ACTIONS TO TAKE >>
• A. Quote the forum thread word for word, starting at "## HERR_UBERMENSCH (Jun" and ending at "the app on.".
• B. Pull out every line in the records that contains the string "wall", keeping each line as it appears.

# Slowly deactivating myself



## NachonCheeze (Sep 8, 2015)

Have done one trip in the last two weeks.....with no surges and the low rates I just cant justify driving, even though....for the most part...I actually enjoy it.


----------



## HERR_UBERMENSCH (Jun 3, 2016)

Same story here, opposite coast. It just isn't worth the trouble with so many drivers and so few pax. Driving 1 hour or more until I get a ping is not profitable. School will be back in soon and college kids will be back which will help a little but with the amount of drivers on the road I just don't think it will improve enough to make it worth while. Guess I will join the ranks of those who only go online during surges of 2.0 or better.


----------



## NachonCheeze (Sep 8, 2015)

Another week and did not bother to turn the app on.


----------



## Slim Pete (Nov 21, 2014)

NachonCheeze said:


> Have done one trip in the last two weeks.....with no surges and the low rates I just cant justify driving, even though....for the most part...I actually enjoy it.


don't you feel the destination filter thing is worth it?


----------



## SurgeWarrior (Jun 18, 2016)

HERR_UBERMENSCH said:


> Same story here, opposite coast. It just isn't worth the trouble with so many drivers and so few pax. Driving 1 hour or more until I get a ping is not profitable. School will be back in soon and college kids will be back which will help a little but with the amount of drivers on the road I just don't think it will improve enough to make it worth while. Guess I will join the ranks of those who only go online during surges of 2.0 or better.


welcome to the dark side!


----------



## NachonCheeze (Sep 8, 2015)

Slim Pete said:


> don't you feel the destination filter thing is worth it?


I carpool with my wife so I dont get to use.


----------

GIVEN ENTRIES >>
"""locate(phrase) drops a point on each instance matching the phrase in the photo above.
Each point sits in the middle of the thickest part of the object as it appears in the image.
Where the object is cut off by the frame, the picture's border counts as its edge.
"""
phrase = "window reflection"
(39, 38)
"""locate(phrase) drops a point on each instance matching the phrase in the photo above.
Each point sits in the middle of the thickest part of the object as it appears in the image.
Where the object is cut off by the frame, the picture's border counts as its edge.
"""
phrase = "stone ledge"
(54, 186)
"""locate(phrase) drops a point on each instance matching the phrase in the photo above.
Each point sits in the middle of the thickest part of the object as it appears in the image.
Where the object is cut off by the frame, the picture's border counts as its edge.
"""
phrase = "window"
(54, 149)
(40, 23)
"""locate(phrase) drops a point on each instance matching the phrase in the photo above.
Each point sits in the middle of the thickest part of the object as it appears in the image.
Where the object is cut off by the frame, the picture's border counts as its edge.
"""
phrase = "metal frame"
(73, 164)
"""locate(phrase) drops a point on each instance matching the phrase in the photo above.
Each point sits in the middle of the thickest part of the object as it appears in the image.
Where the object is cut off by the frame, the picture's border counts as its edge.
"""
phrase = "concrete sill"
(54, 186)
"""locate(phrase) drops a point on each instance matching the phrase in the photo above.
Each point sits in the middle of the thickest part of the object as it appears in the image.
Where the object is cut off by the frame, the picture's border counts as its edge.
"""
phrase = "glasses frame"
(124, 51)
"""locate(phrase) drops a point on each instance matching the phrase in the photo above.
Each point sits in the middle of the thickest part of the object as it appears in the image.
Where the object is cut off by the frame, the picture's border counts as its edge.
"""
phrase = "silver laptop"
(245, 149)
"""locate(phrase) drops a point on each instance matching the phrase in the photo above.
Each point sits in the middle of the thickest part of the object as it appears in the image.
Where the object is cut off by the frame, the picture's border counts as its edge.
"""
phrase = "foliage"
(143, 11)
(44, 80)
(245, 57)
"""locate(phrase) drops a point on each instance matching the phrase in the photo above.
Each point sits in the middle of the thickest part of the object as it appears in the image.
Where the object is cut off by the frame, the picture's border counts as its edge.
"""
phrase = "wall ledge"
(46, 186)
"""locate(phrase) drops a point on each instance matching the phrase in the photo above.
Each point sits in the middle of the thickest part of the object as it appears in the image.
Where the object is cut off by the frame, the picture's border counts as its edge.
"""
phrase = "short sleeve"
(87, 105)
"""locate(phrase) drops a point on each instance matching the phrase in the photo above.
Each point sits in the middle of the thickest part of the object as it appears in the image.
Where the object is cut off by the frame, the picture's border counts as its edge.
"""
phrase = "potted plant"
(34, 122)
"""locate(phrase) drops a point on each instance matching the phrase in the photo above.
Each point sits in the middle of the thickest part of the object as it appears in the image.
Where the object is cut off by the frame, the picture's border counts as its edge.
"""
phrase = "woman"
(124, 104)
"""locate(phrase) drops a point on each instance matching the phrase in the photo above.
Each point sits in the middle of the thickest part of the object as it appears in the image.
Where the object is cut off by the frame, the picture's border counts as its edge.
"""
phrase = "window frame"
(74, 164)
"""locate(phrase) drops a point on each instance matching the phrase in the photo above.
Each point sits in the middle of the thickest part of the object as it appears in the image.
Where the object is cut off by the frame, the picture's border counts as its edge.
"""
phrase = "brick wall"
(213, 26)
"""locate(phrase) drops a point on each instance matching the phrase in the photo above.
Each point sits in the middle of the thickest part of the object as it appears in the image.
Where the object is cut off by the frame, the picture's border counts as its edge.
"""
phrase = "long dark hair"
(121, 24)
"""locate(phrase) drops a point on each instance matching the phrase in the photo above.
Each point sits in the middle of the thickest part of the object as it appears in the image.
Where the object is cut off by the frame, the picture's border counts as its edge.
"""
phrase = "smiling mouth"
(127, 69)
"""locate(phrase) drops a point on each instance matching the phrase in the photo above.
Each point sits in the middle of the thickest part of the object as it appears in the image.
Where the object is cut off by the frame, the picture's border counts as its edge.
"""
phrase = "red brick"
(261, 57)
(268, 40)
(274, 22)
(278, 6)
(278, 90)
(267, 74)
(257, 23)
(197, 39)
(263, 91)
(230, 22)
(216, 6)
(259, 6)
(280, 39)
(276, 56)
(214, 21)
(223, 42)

EXERCISE RESULTS >>
• A.
## HERR_UBERMENSCH (Jun 3, 2016)

Same story here, opposite coast. It just isn't worth the trouble with so many drivers and so few pax. Driving 1 hour or more until I get a ping is not profitable. School will be back in soon and college kids will be back which will help a little but with the amount of drivers on the road I just don't think it will improve enough to make it worth while. Guess I will join the ranks of those who only go online during surges of 2.0 or better.


----------



## NachonCheeze (Sep 8, 2015)

Another week and did not bother to turn the app on.

• B.
phrase = "wall ledge"
phrase = "brick wall"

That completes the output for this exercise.